**Text for analysis**:
There is a growing interest in combating private medical insurance fraud, but it's going to take experience and cooperation. Claire Veares is on the case.

Private medical insurance is not as obvious a target for fraud as personal injury or income protection insurance. You can't claim for injuries you don't have or work when you're supposed to be unemployed. But estimates put the scale of the problem as high as £70m a year.

Robert Hangartner of Brett Cook Consulting says this estimate is fair - fraud levels are around 3.5% for general insurance, and the private medical insurance (PMI) market is worth £2bn.

Hangartner says the growing interest in combating this type of fraud stems from commercial insurers tackling a market traditionally served by provident associations. "They're used to dealing with fraudulent claims," he says.

Prevention rather than cure is the best strategy for PMI insurers, reckons Hangartner, as the greatest risk comes from repetitive frauds involving relatively small amounts.

Colin Jarry-Ryan, a dispute resolution lawyer with CGNU Group Services, provides an example of this sort of case. He tells of a man who ran up bills of £18,000 for a series of consultations. Suspicions were aroused and investigations revealed that he'd stopped going to the sessions and taken to forging signed invoices instead.

Hangartner says, in order to be able to examine a possible PMI fraud, it helps to be a medical professional. He says that the insurance companies need to be able to understand what the difference is between bad practice and trying to bill for things that were never done.

John Davies, benefit compliance manager at Bupa, agrees, citing the case of a consultant who would restitch his patients. Should this be interpreted as a case of the consultant trying to get a few hundred pounds extra for each patient or a question of the method of his work?

What is agreed is that there is no substitute for experience in detecting dodgy claims. Davies says: "Quite often, the claims clerks will notice something that does not look quite right, such as persistent claims for the same thing."

Patterns of suspicion
Jarry-Ryan says claims generally have patterns and when they depart from these, it will lead to an investigation. "Our suspicions turn out to be well founded in about 80% to 90% of cases."

**Given information**:

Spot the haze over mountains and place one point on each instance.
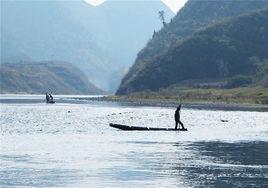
(101, 41)
(205, 40)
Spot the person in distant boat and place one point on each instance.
(50, 97)
(177, 118)
(47, 97)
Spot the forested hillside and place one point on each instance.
(204, 41)
(98, 40)
(42, 77)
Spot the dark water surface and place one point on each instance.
(71, 145)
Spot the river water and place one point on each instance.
(70, 144)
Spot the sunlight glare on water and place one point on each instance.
(72, 145)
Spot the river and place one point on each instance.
(70, 144)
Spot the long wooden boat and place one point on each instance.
(134, 128)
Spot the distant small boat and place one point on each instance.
(50, 102)
(134, 128)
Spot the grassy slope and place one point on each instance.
(41, 77)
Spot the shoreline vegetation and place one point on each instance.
(246, 98)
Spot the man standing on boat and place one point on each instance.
(177, 118)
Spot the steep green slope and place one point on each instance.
(98, 40)
(41, 77)
(219, 51)
(193, 17)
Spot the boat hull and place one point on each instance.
(134, 128)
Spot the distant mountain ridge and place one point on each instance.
(42, 77)
(101, 41)
(182, 50)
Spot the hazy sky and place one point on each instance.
(174, 5)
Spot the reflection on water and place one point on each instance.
(71, 145)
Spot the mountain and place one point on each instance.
(102, 41)
(41, 77)
(198, 43)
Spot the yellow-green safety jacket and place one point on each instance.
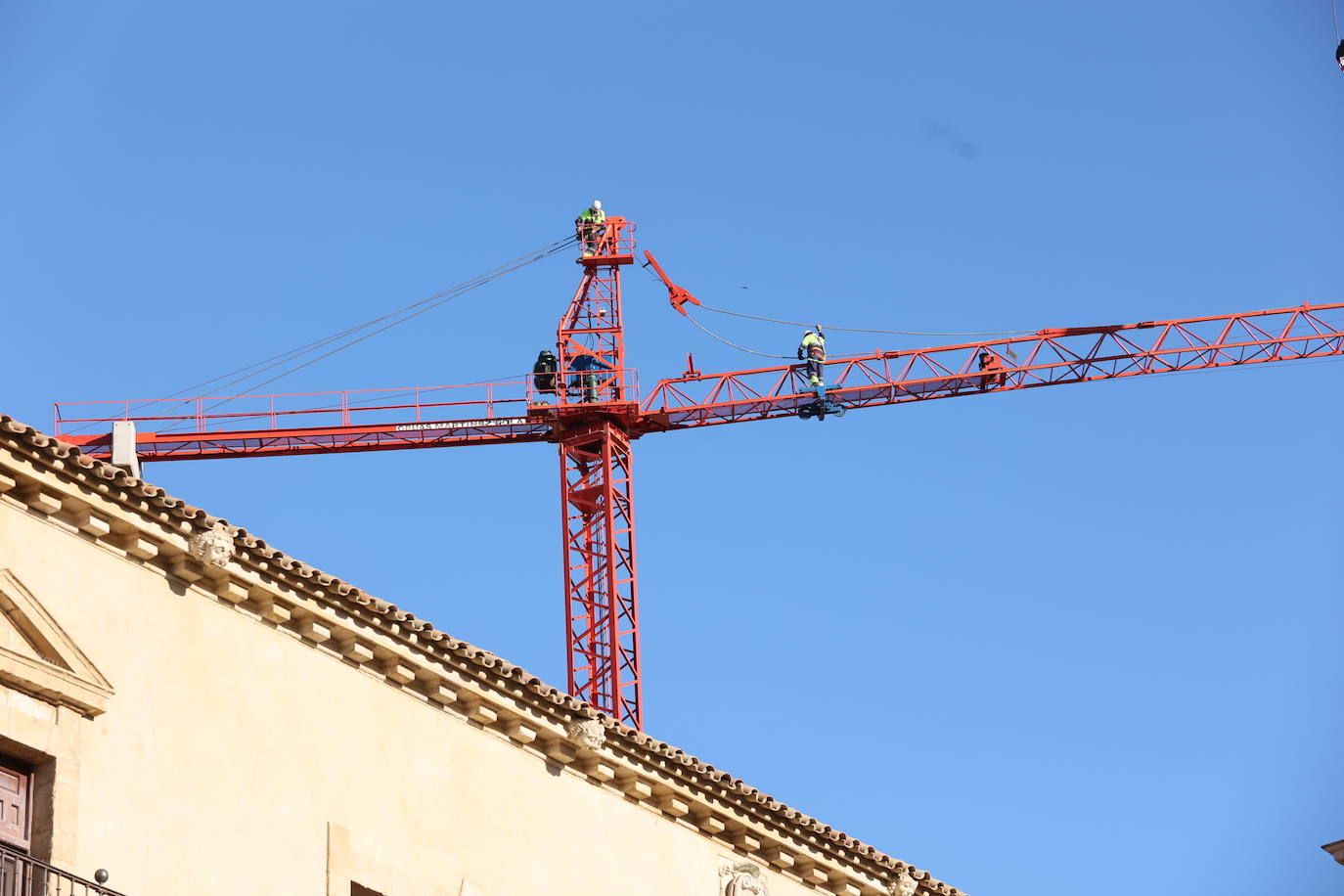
(813, 347)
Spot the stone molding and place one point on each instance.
(141, 524)
(61, 673)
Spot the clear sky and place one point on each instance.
(1075, 640)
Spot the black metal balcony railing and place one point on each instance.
(23, 874)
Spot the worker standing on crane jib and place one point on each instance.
(589, 225)
(813, 351)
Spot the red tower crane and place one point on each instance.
(596, 413)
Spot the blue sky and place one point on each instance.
(1070, 640)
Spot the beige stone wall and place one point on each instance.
(234, 756)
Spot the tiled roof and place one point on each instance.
(135, 493)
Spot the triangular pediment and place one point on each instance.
(39, 658)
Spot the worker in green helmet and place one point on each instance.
(813, 351)
(589, 226)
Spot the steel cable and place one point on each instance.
(437, 298)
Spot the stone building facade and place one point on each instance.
(194, 711)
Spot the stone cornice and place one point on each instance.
(139, 521)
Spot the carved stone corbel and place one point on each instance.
(212, 547)
(586, 733)
(905, 885)
(742, 878)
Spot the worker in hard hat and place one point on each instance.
(589, 226)
(543, 375)
(813, 351)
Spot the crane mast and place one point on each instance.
(593, 413)
(592, 425)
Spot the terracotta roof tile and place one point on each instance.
(139, 489)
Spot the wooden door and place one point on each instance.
(15, 787)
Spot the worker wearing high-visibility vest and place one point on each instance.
(589, 225)
(813, 351)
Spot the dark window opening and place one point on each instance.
(15, 803)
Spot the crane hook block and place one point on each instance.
(822, 407)
(676, 294)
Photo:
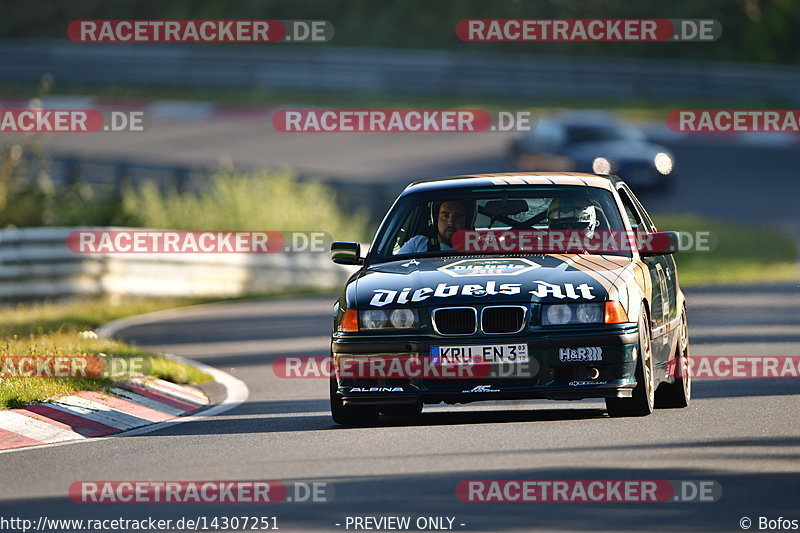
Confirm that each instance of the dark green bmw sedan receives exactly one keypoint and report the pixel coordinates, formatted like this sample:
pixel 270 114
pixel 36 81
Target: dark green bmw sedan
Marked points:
pixel 510 286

**What you need to do**:
- a) Answer these questions from the article on medical insurance fraud, one answer a line:
(i) What yearly figure do estimates put on the scale of private medical insurance fraud?
(ii) How much did the man in Jarry-Ryan's example run up in bills?
(iii) In what share of cases do Jarry-Ryan's suspicions turn out to be well founded?
- b) For each statement, decide whether the article on medical insurance fraud supports it. Answer yes or no, and quote the words that settle it.
(i) Hangartner puts fraud levels in general insurance at around 3.5%.
(ii) John Davies works for CGNU Group Services.
(iii) Hangartner sees single large frauds as the greatest risk.
- c) Please write a continuation of the article on medical insurance fraud, starting after its last sentence.

**Responses for each task**:
- a)
(i) As high as £70m a year.
(ii) £18,000.
(iii) About 80% to 90% of cases.

- b)
(i) Yes: "fraud levels are around 3.5% for general insurance"
(ii) No: "John Davies, benefit compliance manager at Bupa"
(iii) No: "the greatest risk comes from repetitive frauds involving relatively small amounts"

- c)
As well as the need for good initial detective work is the need to share experiences within the industry. Hangarten says: "The controlled sharing of knowledge is vital to success, both within the organisation and with the counter-fraud functions of other agencies and companies.

"There are some excellent working relationships among healthcare insurers but it is clear that this is more developed within other classes of business."

Davies also looks forward to more cooperation among health insurers to crack down on fraud. "We're trying, but nothing has actually happened - yet," he says.

The prognosis is clear: with companies looking to control their costs, busting PMI fraud is going to head up the agenda.

The Padelis scam
The NHS will long remember the name of Dimitiri Padelis. Padelis is believed to have overcharged it by as much as £4m for the services provided by his agency, which supplied locum doctors to hospitals around the country.

Padelis got the extra money by invoicing twice for the same work, inflating the number of hours worked and submitting bogus expenses claims. He relied on hospitals' accounts departments being too busy to realise what he was doing.

He got away with this for four years, until an auditor in North Wales became suspicious. Padelis was recently jailed for four years.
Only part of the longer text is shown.